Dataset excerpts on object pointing
__________

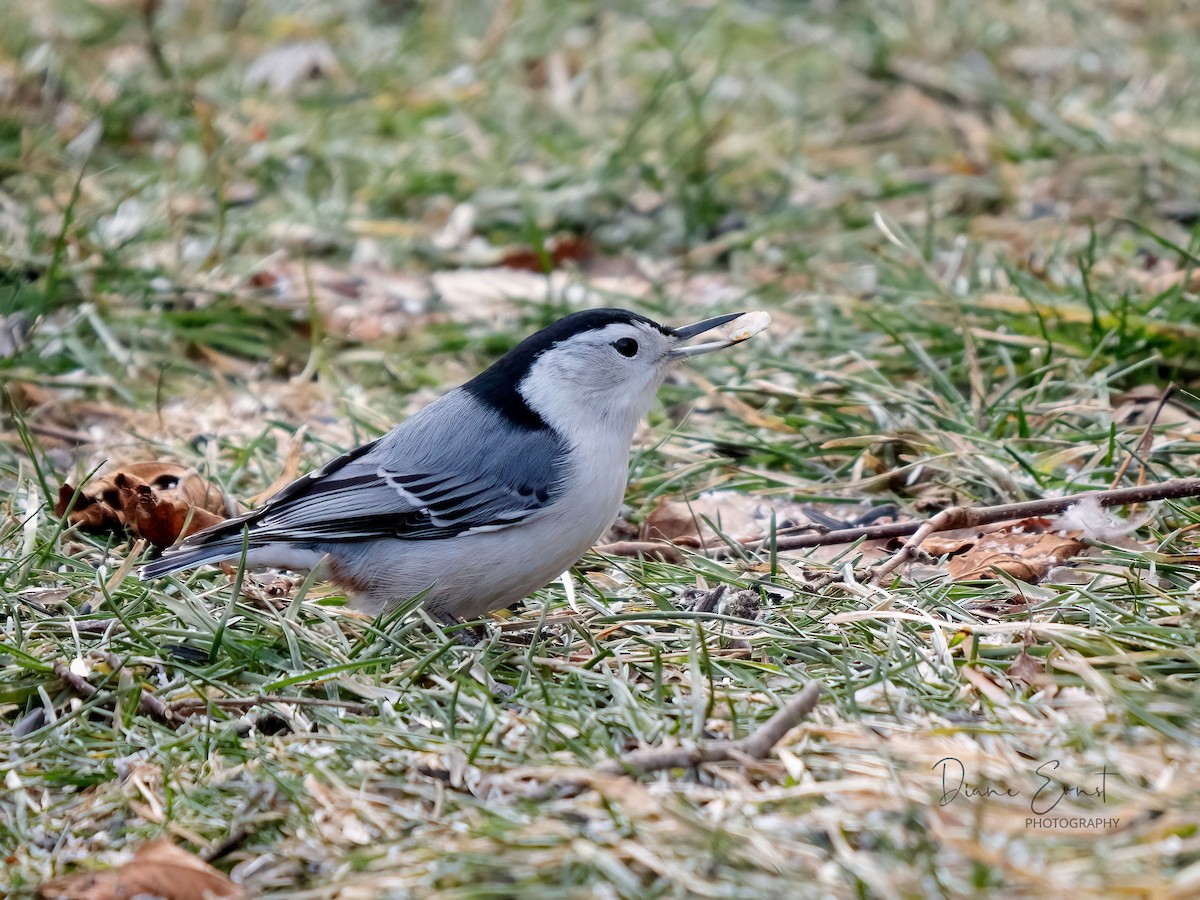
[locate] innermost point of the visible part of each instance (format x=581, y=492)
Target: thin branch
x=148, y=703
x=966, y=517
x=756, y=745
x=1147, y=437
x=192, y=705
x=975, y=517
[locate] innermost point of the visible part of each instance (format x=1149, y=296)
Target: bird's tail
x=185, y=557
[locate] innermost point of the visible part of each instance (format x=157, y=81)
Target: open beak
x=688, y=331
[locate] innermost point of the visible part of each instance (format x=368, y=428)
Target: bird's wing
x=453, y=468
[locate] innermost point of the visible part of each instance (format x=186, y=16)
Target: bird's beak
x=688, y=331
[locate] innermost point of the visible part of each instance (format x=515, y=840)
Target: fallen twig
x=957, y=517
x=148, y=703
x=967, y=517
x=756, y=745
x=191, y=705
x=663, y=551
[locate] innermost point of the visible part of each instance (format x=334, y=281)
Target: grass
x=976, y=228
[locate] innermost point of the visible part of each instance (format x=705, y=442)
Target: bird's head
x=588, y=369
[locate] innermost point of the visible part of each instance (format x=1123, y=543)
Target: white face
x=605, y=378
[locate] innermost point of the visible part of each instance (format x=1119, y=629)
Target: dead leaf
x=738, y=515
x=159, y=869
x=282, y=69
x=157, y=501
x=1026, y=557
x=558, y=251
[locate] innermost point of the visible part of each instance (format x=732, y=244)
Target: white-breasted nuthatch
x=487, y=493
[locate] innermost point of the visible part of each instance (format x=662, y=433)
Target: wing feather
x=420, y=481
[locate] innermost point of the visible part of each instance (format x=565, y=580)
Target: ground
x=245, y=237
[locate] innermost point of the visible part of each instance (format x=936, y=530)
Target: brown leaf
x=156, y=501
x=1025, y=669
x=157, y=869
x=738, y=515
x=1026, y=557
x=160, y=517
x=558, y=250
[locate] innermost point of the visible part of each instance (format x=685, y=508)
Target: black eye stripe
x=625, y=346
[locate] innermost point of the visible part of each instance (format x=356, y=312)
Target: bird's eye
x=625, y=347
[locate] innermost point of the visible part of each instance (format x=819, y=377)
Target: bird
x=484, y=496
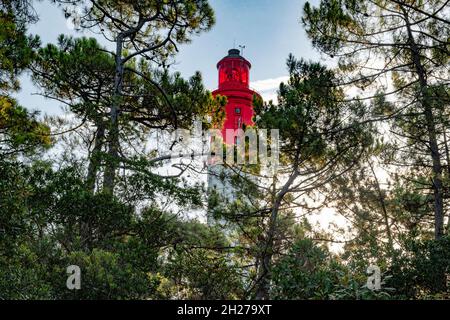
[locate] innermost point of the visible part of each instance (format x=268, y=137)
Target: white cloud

__________

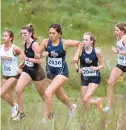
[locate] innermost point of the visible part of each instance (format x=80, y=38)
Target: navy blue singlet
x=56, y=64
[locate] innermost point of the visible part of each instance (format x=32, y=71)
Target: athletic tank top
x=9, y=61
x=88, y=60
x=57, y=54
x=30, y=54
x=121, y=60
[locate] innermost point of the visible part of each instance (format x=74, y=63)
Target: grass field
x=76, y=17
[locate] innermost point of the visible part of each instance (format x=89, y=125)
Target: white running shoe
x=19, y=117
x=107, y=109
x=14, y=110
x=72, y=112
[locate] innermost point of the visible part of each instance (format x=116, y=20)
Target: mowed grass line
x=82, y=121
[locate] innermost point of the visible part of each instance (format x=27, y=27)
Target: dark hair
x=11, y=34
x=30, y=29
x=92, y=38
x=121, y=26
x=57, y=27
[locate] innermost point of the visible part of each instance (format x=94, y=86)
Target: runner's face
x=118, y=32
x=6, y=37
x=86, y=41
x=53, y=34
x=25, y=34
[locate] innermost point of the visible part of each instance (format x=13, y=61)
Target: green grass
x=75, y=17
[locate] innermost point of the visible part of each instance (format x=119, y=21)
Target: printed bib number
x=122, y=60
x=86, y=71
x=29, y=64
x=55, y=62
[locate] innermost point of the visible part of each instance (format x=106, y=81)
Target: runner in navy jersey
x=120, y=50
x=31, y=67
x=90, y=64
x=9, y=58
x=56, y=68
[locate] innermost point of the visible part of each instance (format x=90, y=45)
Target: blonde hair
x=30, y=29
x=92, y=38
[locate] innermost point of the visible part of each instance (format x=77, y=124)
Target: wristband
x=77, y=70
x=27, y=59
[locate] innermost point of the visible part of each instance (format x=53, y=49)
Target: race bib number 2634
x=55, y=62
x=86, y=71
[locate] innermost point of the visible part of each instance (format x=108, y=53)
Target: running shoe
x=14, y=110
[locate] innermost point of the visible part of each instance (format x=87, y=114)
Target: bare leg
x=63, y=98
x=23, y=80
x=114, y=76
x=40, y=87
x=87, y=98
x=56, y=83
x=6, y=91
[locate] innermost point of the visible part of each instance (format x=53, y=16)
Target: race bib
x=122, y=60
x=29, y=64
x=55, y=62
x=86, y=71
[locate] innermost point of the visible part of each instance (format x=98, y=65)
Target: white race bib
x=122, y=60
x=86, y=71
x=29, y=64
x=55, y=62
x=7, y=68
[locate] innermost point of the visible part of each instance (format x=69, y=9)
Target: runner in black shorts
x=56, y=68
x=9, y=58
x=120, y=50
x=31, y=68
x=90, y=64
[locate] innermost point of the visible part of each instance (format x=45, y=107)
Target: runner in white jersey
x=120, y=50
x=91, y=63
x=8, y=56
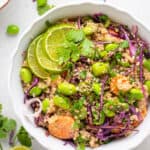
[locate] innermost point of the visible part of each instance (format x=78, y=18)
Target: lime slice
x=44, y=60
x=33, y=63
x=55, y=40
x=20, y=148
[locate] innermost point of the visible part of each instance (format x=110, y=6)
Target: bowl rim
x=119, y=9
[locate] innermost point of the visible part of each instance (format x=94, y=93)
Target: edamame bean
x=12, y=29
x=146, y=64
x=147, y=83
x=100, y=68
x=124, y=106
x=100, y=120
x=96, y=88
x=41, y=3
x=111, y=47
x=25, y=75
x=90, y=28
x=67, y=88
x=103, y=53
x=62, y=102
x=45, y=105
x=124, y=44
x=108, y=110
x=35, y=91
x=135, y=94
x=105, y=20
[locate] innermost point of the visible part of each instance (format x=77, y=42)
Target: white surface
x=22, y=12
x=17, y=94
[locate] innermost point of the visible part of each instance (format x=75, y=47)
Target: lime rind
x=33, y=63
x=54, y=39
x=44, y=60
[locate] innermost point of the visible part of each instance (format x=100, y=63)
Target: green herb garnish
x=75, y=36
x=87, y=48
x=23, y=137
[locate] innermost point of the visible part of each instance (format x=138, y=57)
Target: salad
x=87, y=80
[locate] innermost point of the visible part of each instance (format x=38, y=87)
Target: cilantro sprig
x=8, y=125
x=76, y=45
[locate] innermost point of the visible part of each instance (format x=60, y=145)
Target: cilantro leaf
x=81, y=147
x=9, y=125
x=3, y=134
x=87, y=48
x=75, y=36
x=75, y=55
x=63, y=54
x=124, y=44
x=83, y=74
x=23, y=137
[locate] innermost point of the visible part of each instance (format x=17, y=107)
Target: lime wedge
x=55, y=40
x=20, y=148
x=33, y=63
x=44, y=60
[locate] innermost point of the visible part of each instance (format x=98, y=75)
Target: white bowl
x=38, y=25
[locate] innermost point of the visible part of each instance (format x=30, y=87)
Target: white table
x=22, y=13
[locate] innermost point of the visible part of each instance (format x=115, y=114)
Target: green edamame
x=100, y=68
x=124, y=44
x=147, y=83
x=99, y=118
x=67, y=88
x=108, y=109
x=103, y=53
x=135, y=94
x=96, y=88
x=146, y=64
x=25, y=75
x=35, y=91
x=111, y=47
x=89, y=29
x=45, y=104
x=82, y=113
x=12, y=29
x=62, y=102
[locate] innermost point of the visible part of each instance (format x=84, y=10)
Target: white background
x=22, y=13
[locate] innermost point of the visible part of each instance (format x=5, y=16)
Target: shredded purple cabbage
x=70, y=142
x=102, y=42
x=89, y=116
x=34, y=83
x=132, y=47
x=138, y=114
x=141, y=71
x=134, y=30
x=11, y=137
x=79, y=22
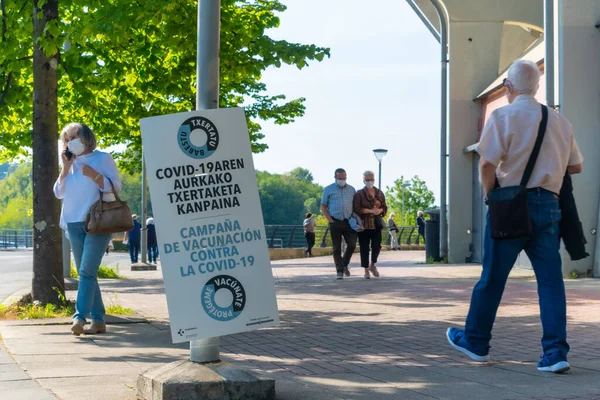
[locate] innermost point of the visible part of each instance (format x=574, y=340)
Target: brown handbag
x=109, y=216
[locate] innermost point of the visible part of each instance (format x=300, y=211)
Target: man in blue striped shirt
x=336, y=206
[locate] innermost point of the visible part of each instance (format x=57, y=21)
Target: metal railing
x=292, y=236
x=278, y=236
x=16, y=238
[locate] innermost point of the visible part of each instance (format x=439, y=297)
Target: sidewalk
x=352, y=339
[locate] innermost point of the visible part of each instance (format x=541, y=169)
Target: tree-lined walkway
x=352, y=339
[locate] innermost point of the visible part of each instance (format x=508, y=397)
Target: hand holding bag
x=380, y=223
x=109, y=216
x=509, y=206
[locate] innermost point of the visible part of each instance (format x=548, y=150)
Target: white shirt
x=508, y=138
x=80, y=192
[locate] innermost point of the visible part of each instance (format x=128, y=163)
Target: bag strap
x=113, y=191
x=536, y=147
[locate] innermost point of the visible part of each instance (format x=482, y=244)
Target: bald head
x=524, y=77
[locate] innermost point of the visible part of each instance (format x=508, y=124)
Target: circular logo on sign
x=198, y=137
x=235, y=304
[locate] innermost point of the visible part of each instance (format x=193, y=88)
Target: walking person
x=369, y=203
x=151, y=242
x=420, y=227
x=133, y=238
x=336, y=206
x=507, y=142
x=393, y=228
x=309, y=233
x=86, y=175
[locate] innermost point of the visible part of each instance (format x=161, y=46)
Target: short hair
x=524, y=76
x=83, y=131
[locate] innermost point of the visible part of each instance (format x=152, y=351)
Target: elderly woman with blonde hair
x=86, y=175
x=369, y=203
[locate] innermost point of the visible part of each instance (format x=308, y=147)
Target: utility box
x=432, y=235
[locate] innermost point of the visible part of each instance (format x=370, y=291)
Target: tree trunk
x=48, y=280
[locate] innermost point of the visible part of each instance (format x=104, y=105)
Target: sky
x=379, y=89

__________

# Directions for this task
Put the records in the stretch from the line containing "(format x=161, y=46)" through the line containing "x=379, y=89" into a two-column CSV with the header input,output, one row per record. Place each record's text and its answer in a single quoted field each, with line breaks replaced by spaces.

# Full answer
input,output
"[locate] innermost point of the visible part of each instance (format x=161, y=46) Target: short hair","x=524, y=76 x=83, y=131"
"[locate] innermost point of the visible part of each instance (format x=152, y=351) Target: elderly woman with blonde hair","x=86, y=175 x=369, y=203"
"[locate] innermost point of the visible part of each instance (format x=308, y=147) Target: utility box","x=432, y=235"
"[locate] innermost point of the visible part of each instance (format x=370, y=291) Target: tree trunk","x=48, y=280"
"[locate] innermost point of the visible part of each instance (format x=104, y=105) Target: sky","x=379, y=89"